-- SHORT EXERCISE --
Rescale the entries from the line containing "In the photograph shown here, where does the wooden" through the end of the entries, both ends included. Copy every line in that span, including the ones with no coordinates, and multiply each coordinate value by 0.2, rounding to the nearest whole number with halves rounded up.

··· RAW RECORDS

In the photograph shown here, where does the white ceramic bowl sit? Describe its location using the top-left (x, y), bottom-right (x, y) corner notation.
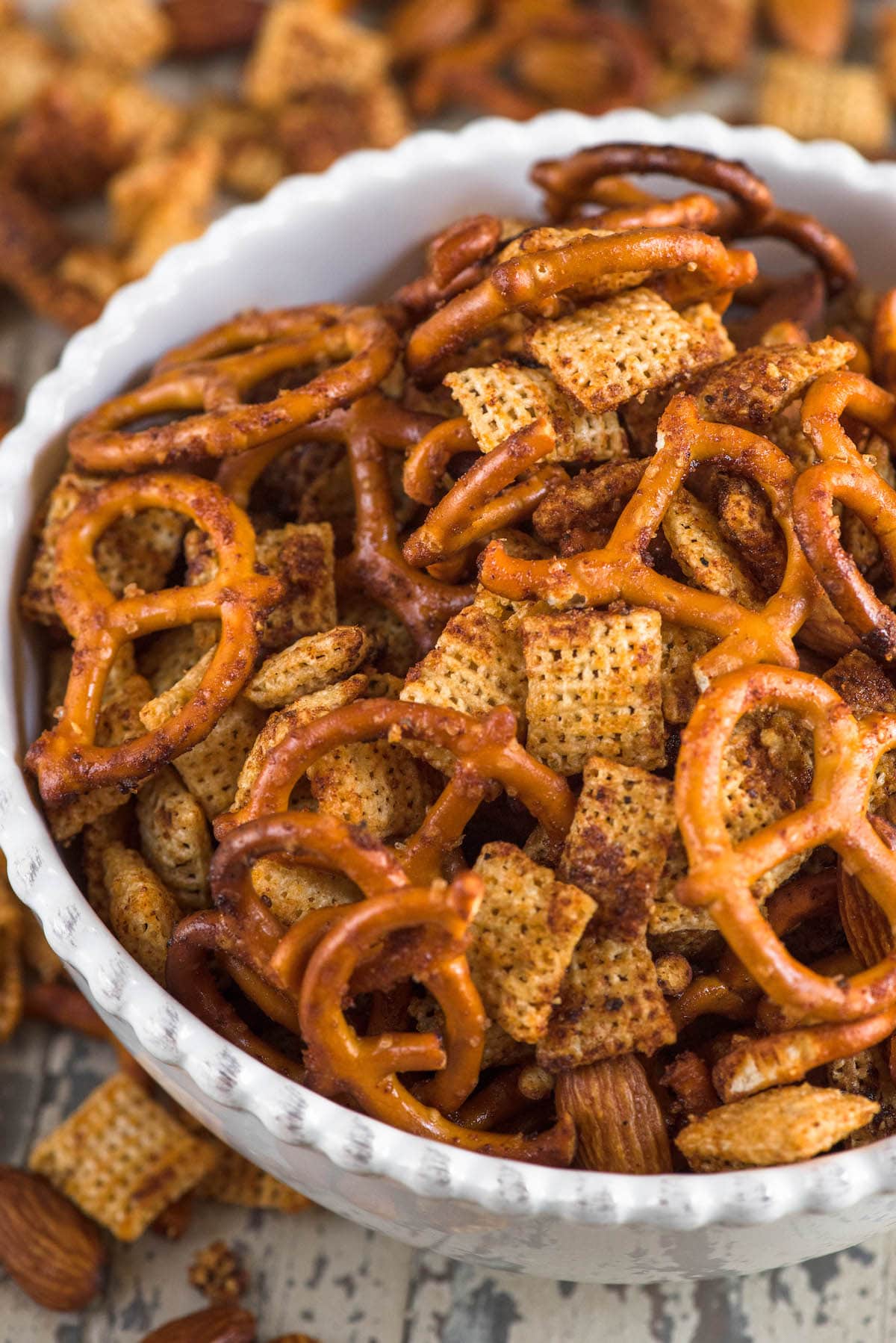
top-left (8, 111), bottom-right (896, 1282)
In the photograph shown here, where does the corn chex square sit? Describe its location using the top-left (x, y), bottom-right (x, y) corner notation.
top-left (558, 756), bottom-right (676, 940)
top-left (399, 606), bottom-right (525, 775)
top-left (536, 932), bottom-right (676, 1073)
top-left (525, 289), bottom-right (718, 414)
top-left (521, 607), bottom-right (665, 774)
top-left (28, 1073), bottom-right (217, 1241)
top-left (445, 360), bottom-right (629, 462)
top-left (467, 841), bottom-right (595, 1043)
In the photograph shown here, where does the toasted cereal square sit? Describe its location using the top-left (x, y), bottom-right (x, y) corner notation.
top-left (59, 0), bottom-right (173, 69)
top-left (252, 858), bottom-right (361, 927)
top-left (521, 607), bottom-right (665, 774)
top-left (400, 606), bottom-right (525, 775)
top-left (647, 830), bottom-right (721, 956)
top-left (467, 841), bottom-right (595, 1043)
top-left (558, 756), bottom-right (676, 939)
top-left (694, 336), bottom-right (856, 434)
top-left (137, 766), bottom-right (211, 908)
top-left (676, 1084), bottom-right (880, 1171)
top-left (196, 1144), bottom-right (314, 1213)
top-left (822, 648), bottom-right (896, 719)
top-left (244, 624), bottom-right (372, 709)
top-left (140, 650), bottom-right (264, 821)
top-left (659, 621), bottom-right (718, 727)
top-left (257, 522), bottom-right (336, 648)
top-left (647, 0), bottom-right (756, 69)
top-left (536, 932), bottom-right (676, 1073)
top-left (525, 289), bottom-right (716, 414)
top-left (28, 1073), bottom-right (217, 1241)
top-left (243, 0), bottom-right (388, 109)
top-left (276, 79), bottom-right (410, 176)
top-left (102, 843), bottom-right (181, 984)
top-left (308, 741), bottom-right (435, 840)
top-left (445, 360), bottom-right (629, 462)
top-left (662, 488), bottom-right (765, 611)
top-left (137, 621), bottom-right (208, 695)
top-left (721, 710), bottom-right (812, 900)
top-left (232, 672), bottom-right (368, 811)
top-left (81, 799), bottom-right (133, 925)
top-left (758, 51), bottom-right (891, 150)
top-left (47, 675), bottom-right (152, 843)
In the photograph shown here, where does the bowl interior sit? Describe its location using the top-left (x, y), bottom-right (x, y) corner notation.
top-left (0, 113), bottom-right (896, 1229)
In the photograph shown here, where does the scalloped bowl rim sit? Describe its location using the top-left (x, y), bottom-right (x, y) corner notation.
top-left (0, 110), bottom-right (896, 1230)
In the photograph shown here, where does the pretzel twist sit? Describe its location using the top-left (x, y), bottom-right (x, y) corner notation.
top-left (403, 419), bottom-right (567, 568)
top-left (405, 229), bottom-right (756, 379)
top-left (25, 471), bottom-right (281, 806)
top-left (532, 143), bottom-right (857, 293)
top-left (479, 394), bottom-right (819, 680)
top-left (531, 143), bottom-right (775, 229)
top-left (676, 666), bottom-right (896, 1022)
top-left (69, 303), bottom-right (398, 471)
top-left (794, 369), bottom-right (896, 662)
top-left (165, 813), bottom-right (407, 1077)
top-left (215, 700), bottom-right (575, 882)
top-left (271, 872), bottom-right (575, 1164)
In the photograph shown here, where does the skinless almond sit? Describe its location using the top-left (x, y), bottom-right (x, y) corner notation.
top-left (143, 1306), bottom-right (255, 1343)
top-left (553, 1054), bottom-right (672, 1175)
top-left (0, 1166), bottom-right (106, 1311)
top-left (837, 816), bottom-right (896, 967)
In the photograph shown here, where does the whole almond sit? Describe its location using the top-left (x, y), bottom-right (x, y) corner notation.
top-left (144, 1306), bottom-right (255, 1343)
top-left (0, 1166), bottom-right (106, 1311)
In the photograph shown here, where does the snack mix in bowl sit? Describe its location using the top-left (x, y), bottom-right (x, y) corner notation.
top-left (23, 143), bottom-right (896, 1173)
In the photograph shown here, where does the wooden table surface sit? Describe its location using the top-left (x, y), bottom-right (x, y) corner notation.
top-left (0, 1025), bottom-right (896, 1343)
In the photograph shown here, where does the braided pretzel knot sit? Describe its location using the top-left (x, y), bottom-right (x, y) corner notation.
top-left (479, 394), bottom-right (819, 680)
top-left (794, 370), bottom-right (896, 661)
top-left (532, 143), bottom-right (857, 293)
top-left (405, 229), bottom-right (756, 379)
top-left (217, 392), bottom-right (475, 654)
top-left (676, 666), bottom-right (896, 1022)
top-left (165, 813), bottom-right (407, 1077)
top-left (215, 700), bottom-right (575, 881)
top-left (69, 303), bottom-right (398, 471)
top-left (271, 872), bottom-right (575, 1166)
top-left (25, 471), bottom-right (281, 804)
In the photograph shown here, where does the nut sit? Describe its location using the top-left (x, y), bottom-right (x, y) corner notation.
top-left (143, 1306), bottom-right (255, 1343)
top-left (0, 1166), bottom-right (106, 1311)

······

-- TASK OUTPUT --
In the photograph shown here, where does the wooden table surface sit? Describe its location using the top-left (x, y), bottom-right (x, y) corner notation.
top-left (0, 205), bottom-right (179, 269)
In the photograph shown here, where does the braided pretzel knot sit? Describe its location using the top-left (x, y), bottom-right (x, y) corner notation.
top-left (96, 79), bottom-right (164, 136)
top-left (159, 74), bottom-right (179, 132)
top-left (106, 29), bottom-right (171, 59)
top-left (81, 46), bottom-right (151, 76)
top-left (43, 78), bottom-right (95, 131)
top-left (135, 133), bottom-right (179, 204)
top-left (33, 163), bottom-right (81, 215)
top-left (43, 140), bottom-right (115, 176)
top-left (14, 61), bottom-right (80, 94)
top-left (54, 174), bottom-right (115, 233)
top-left (5, 94), bottom-right (56, 161)
In the photograph shown here, where does the nut sit? Describe its location using the top-left (x, y), bottom-right (x, y) corner notation.
top-left (29, 261), bottom-right (51, 269)
top-left (0, 233), bottom-right (21, 262)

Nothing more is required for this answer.